### Action item
Your output should be the whole listing, identical to the original.

### Data

──────────────────────────────

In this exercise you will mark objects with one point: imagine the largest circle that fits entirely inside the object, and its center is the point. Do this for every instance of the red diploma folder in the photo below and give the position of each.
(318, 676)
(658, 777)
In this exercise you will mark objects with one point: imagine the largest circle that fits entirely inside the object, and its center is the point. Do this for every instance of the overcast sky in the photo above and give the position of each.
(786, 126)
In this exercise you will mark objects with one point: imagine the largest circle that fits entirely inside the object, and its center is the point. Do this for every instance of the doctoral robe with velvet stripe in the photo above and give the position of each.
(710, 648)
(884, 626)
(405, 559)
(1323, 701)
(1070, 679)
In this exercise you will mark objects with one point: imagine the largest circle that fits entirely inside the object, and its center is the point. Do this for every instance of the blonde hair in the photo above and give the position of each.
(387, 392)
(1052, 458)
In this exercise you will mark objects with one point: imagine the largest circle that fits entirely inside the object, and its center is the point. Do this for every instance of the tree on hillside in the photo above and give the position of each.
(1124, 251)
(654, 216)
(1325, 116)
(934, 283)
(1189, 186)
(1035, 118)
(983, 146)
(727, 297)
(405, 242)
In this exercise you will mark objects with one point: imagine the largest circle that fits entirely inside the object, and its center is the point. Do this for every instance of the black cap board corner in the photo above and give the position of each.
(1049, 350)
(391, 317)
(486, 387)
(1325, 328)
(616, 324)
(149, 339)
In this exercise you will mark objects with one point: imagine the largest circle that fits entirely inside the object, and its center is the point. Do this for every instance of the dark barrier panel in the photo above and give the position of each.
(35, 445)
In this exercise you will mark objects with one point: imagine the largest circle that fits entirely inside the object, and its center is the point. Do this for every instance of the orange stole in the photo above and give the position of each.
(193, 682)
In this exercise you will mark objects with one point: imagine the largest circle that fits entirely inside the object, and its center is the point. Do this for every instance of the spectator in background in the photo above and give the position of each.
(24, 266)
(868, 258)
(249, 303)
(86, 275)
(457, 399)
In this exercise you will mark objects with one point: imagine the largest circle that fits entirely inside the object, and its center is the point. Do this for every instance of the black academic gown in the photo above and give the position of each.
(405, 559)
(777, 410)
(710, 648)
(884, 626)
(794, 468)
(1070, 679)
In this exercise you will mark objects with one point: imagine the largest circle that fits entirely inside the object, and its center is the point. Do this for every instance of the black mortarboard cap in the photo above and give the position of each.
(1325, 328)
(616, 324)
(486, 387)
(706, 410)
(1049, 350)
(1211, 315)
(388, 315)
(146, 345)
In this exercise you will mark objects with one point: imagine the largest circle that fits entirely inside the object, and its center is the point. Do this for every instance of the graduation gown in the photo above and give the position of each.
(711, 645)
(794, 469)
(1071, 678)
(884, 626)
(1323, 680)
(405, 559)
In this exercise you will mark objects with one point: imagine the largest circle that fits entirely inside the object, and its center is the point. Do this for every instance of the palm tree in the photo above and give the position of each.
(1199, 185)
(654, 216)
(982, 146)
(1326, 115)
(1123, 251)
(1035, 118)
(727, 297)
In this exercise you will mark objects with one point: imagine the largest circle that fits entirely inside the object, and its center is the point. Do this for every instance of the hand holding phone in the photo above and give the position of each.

──────────────────────────────

### Answer to this problem
In this exercise you will mark objects with one point: imagine the largest circle that fits entirely inside the object, and its center is the point. Do this for every instance of the red diploma folder in the photo below and give the position of each.
(318, 676)
(658, 777)
In this exercise you will mark objects with one point: imagine the largest circle that fits entirely inside the object, and its center is the point. Do this for every instance of the overcast sky in the photo above and give the position of each.
(786, 126)
In this exercise you will mark objects with one point: imagine the largest circle that fits entirely inside the object, and its center is the point. Do this for every instance of the doctoral robe with velvet stripe in the photo above and give the position of each.
(710, 648)
(884, 626)
(405, 559)
(1323, 701)
(1070, 679)
In this exercise you will mark objects with one point: imagine the largest circle that fits entirely inside the object, and its center is the point. Do this for every instance of the blonde hair in the photo above and give the position of each.
(387, 392)
(1052, 458)
In this exercise you will mark objects with one point: imagine the largest circle that fits entirely inside the object, and its center is the point. Do this for every instance of the tree on hillside in the photo above and give the position of each.
(1124, 251)
(654, 216)
(1325, 116)
(934, 283)
(1189, 186)
(1035, 118)
(983, 146)
(727, 297)
(405, 242)
In this exercise you will mark objects with one point: imagine the largest circle that fits entirely inside the object, and its center is the point. Do this for every instance of the black cap board corner in the photo above and give the position of each.
(1049, 350)
(391, 317)
(486, 387)
(1325, 328)
(616, 324)
(149, 339)
In this exercise you will mark objects with one point: imagine the largest circle that fits entirely inside the object, and its center is the point. Do this for every instance of the dark barrier panel in the photo above and give the position of each.
(35, 445)
In this exercise you will mark objects with one point: imagine the largest circle that fits entirely inside the object, and its center is the point. Do this for every instance of the orange stole in the photo above and give the position of each.
(193, 682)
In this exercise you will mark objects with one point: imagine the largest circle that fits entirely inside the object, and its center is the point. Do this for every instance of the spectator in background in the photo above and give the position of each.
(24, 266)
(868, 258)
(249, 303)
(86, 275)
(457, 399)
In this exercise you will mark objects with one point: imagine the largest circle that fits entirely inside the object, and its center is the point. Do this for every instance of the black academic gown in the photo above and give the position of each.
(405, 559)
(777, 410)
(710, 648)
(884, 626)
(794, 468)
(1070, 679)
In this exercise you will mark objects with one point: imagine the largest circle that fits entirely inside the object, and its center is the point. Do this for every instance of the black mortarboard cap in the photo above and give the position of each.
(1325, 328)
(616, 324)
(486, 387)
(706, 410)
(1049, 350)
(1211, 315)
(388, 315)
(146, 345)
In this exercise you will mark objects with one point: imagine the largest circle that fits entirely inside the object, and its center is the point. Do this for every instance of the graduation gown in the photo above and give the position of each.
(711, 645)
(794, 469)
(1071, 678)
(884, 626)
(1323, 680)
(405, 559)
In this exercise you will mark objects with one point: imagine the largest circle that fits entirely inside the object, and its center is the point. Do this for every instance of the palm tree in the photo above and give the position of each.
(1199, 185)
(654, 216)
(982, 146)
(1326, 115)
(1123, 251)
(1035, 118)
(727, 297)
In this exercise you will mark objects with one point: imagine the largest circle that fits entirely inside the object, and its center is the point. Do this for every instance of the hand holding phone in the photo above and give the position of each.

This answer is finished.